> [INSTRUCTIONS TO FOLLOW]:
In this exercise, reproduce the whole listing exactly.
--- START ---
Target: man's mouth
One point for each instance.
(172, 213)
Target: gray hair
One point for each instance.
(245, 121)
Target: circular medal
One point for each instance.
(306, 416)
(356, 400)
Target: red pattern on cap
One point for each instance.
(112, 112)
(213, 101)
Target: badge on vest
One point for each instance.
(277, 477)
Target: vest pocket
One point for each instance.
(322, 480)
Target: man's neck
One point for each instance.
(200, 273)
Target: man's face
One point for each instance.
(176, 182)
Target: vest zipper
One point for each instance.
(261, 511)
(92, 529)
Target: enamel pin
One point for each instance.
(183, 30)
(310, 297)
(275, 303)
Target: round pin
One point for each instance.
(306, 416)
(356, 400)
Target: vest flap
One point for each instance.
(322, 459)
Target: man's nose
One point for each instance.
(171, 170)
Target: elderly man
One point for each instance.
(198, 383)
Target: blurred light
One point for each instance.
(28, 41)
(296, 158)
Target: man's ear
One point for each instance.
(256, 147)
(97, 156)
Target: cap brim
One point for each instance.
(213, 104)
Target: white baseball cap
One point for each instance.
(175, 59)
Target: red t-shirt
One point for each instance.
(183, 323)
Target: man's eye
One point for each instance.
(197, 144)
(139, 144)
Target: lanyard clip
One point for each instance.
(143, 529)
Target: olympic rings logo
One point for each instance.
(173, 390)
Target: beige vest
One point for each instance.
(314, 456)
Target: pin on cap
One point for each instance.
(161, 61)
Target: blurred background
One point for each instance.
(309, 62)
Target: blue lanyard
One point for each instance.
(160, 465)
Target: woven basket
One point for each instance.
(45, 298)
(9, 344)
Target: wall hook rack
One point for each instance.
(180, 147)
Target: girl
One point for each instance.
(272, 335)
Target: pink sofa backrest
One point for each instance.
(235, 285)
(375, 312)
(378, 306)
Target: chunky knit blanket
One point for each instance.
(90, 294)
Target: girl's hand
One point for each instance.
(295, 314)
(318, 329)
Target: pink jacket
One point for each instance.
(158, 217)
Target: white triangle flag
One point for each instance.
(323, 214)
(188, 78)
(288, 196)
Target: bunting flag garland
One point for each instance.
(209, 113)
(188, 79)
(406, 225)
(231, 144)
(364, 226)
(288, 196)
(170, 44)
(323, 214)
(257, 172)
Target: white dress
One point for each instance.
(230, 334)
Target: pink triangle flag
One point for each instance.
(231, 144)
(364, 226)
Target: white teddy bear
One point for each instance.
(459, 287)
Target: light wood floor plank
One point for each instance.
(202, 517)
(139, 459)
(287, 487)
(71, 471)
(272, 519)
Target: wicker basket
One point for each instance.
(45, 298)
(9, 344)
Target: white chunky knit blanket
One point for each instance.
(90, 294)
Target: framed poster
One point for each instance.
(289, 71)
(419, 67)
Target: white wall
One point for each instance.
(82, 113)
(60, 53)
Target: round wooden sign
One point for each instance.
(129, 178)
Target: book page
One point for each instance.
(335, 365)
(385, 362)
--- END ---
> [YOUR RESPONSE]:
Target: man's mouth
One point for each instance.
(172, 213)
Target: gray hair
One point for each instance.
(245, 121)
Target: circular medal
One point for each instance.
(306, 416)
(356, 400)
Target: red pattern on cap
One point for each instance.
(112, 112)
(213, 101)
Target: badge on vest
One point for each instance.
(277, 477)
Target: vest pocket
One point for each instance.
(322, 480)
Target: man's neck
One point for each instance.
(200, 273)
Target: man's face
One point for each instance.
(176, 182)
Target: vest zipper
One point for each instance.
(261, 511)
(92, 529)
Target: enamel pin
One point for each instance.
(183, 30)
(310, 297)
(275, 303)
Target: round pin
One point for each instance.
(306, 416)
(356, 400)
Target: vest flap
One point for each instance.
(322, 459)
Target: man's nose
One point for each instance.
(171, 170)
Target: elderly man
One point for each instance.
(198, 383)
Target: blurred light
One point for each instance.
(28, 41)
(296, 158)
Target: man's ear
One point for each instance.
(256, 147)
(97, 156)
Target: cap brim
One point for each instance.
(213, 104)
Target: white baseball cap
One point for each instance.
(175, 59)
Target: red t-shirt
One point for each instance.
(183, 323)
Target: man's eye
One point for each instance.
(197, 144)
(139, 144)
Target: lanyard clip
One point for each instance.
(143, 529)
Target: olympic rings logo
One point for each instance.
(173, 390)
Target: beige vest
One point for each instance.
(314, 456)
Target: pin on cap
One point for each instance.
(161, 61)
Target: blurred background
One point for each instance.
(309, 62)
Target: blue lanyard
One point for each instance.
(160, 465)
Target: woven basket
One point for each instance.
(45, 298)
(9, 344)
Target: wall hook rack
One point for each instance.
(180, 147)
Target: girl
One point for each instance.
(272, 335)
Target: pink sofa backrest
One point for each instance.
(235, 285)
(375, 312)
(378, 306)
Target: chunky knit blanket
One point for each instance.
(90, 294)
Target: girl's hand
One point for each instance.
(295, 314)
(318, 329)
Target: pink jacket
One point for each instance.
(158, 217)
Target: white triangle flag
One point for each instance.
(323, 214)
(188, 78)
(288, 196)
Target: bunting flag garland
One point for each instance.
(209, 113)
(188, 79)
(406, 225)
(231, 144)
(364, 226)
(288, 196)
(170, 44)
(323, 214)
(257, 172)
Target: white dress
One point for each instance.
(230, 334)
Target: pink triangle flag
One point for each instance.
(231, 144)
(364, 226)
Target: white teddy bear
One point for each instance.
(459, 287)
Target: light wood floor plank
One point for each instance.
(202, 517)
(139, 459)
(287, 487)
(71, 471)
(272, 519)
Target: wicker basket
One point for each instance.
(45, 298)
(9, 344)
Target: white chunky knit blanket
One point for each instance.
(90, 294)
Target: framed poster
One point for each instance.
(289, 71)
(419, 67)
Target: white wall
One point for each instance.
(82, 113)
(60, 53)
Target: round wooden sign
One point for each instance.
(129, 178)
Target: book page
One point for each instance.
(335, 365)
(385, 362)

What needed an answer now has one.